#### Extracted text:
# HD-Lite complaint area



## TNGTony (Mar 23, 2002)

I know, I know... this will never happen... but I wish that there would be a thread in this forum where all the HD Lite©®™ complaints would go. Every HD Lite comment would be moved to that thread and removed from the other threads talking about whatever else they were talking about. I swear I am getting tired of reading the same old tired complaints about HD Lite. I get it. I hear the complaint and under stand it. I DON'T AGREE with the argument and neither does the majority of the viewing public since most HD TVs do not have tha capability of even displaying the complete HD Lite resolution. But I understant the complaint

Can we please let it go and not pollute every single HD thread with the same comments any time some one asks about the PQ of X program or Y channel? Really it is OFF TOPIC in most theads and it hijacks the thread completely most of the time.

Thanks for letting me vent!

See ya
Tony


----------



## Nick (Apr 23, 2002)

I completely agree, Tony, perhaps, something like:

"*The Official HD Lite*©®™ *Complaint Thread*"
Please Post All Your Piss-Poor PQ Problems Here

We would probably need such a thread in every HD-related forum because, apparently, most users
don't know how to find the secret global search feature cleverly hidden at the top of every page.


----------



## Jason Nipp (Jun 10, 2004)

I agree Tony, But if we created a separate forum for just that it would likely require a lot of policing.... as such I doubt it would get added.

Besides, if you think about it, people often post stuff like this off topic just to make sure their complaint is heard. But on the other hand a dedicated thread area would give us a place to move it without deletion.... 

Either way Chris needs to comment on this one...


----------



## Stuart Sweet (Jun 19, 2006)

Hadn't really thought about it but a central place for it would probably be better than seeing complaints everywhere.


----------



## Nick (Apr 23, 2002)

Yes, indeedy!

I like to think of such a dedicated thread as a _"Dempster-Dumpster™"_
for the pervasive and ubiquitous littany of interminable PQ gripes.

(Excerpts of pointing data)
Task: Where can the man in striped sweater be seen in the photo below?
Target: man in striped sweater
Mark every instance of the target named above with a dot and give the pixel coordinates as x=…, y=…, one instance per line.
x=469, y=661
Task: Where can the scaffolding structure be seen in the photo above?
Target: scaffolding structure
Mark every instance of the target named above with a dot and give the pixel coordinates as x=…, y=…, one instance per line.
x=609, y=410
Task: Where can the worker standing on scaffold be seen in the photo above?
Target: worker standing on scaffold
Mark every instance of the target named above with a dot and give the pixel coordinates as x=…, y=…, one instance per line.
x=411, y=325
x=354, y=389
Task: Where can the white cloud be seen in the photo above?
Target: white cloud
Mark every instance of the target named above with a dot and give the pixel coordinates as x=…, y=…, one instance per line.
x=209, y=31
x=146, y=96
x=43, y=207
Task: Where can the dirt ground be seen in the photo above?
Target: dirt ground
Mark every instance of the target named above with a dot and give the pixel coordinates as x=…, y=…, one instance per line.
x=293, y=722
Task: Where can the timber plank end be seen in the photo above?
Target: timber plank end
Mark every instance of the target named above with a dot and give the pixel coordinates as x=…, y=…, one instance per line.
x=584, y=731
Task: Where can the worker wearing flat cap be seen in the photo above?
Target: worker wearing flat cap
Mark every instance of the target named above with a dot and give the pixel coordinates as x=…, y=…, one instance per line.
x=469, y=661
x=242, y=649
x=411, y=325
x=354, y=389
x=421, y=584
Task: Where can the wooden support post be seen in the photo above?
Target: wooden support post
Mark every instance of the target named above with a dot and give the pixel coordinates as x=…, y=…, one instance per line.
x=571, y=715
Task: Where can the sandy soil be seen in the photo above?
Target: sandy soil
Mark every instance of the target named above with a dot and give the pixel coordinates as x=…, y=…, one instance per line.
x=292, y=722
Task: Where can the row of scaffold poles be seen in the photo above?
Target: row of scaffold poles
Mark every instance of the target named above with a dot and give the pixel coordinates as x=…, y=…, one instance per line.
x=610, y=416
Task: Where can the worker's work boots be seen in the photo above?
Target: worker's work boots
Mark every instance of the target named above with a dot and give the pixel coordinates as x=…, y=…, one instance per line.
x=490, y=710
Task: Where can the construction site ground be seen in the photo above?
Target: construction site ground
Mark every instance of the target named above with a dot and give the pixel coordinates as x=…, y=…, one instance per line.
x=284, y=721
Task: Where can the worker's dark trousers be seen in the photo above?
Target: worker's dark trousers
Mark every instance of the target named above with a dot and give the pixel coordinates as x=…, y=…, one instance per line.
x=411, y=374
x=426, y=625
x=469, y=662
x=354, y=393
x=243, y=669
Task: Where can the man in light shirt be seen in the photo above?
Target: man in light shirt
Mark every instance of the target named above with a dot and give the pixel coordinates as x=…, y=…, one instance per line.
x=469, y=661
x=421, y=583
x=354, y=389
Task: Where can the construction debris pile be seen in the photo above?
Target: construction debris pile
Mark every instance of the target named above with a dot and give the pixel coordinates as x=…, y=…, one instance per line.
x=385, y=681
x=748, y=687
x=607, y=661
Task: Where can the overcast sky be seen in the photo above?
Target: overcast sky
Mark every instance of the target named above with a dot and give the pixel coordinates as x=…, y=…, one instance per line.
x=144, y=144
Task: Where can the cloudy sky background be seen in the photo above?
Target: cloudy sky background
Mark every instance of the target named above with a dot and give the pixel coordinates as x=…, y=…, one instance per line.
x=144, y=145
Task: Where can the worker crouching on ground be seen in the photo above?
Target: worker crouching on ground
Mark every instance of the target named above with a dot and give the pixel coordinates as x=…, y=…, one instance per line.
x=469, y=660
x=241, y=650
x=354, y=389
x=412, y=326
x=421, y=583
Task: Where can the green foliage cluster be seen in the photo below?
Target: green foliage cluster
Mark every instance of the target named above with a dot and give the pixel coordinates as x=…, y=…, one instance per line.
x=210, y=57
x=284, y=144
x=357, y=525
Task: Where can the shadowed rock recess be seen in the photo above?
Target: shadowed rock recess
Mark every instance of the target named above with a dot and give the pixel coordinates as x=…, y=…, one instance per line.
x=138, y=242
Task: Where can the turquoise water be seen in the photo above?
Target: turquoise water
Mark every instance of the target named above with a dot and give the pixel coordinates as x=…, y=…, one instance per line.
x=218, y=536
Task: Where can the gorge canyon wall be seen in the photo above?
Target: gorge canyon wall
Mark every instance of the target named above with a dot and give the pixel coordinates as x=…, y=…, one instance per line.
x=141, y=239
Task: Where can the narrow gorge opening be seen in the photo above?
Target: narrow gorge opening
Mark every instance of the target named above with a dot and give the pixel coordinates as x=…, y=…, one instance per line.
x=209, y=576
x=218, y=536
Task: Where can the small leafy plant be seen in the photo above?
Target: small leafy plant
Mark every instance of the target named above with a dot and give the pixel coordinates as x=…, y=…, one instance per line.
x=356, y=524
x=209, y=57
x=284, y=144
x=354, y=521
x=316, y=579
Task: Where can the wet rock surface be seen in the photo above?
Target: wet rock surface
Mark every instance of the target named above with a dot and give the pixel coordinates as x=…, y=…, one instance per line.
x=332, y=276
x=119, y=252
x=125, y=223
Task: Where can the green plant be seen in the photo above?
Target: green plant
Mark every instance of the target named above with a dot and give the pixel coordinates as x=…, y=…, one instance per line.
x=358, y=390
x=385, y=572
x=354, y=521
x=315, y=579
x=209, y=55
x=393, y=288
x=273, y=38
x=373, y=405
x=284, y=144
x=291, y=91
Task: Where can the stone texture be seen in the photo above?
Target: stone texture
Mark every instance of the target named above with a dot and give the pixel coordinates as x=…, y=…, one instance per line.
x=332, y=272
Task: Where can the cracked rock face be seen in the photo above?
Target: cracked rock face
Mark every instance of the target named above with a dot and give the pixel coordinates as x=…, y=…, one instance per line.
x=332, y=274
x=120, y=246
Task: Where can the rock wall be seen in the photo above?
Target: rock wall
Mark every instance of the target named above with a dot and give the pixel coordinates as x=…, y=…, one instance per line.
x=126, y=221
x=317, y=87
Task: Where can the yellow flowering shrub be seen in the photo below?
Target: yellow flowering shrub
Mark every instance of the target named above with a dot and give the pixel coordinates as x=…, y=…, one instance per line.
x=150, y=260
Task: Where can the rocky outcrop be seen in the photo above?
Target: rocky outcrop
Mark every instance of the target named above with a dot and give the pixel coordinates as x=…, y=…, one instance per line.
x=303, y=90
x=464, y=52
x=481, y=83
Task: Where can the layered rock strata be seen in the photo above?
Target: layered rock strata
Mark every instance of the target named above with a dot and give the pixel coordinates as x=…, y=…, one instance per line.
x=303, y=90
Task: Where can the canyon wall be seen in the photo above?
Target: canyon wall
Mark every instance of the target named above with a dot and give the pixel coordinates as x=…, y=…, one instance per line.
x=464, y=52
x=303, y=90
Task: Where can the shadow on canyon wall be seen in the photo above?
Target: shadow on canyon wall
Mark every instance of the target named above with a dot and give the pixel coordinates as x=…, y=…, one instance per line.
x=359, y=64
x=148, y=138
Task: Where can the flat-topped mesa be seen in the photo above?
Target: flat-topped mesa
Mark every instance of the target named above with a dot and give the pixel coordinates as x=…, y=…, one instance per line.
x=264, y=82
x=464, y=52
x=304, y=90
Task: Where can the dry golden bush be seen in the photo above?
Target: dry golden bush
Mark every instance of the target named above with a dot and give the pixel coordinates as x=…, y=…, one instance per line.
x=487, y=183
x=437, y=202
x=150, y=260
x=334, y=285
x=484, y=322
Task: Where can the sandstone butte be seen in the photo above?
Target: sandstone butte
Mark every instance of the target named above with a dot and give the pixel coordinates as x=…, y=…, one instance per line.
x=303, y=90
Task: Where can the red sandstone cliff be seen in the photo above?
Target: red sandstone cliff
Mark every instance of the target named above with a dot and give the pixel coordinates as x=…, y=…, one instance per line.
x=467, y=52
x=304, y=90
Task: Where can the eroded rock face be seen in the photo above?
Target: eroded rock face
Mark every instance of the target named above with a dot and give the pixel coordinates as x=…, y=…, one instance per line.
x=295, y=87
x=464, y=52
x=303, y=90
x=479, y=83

#### Challenge 1:
In the HD Lite forum thread, what does Nick say most users don't know how to find?
#### Challenge 2:
How would you put this sentence from the HD Lite forum thread into Spanish: "Hadn't really thought about it but a central place for it would probably be better than seeing complaints everywhere."
You won't need the listing for anything here.

#### Exercise result 1:
The global search feature at the top of every page.

#### Exercise result 2:
No lo había pensado realmente, pero un lugar central para eso probablemente sería mejor que ver quejas por todas partes.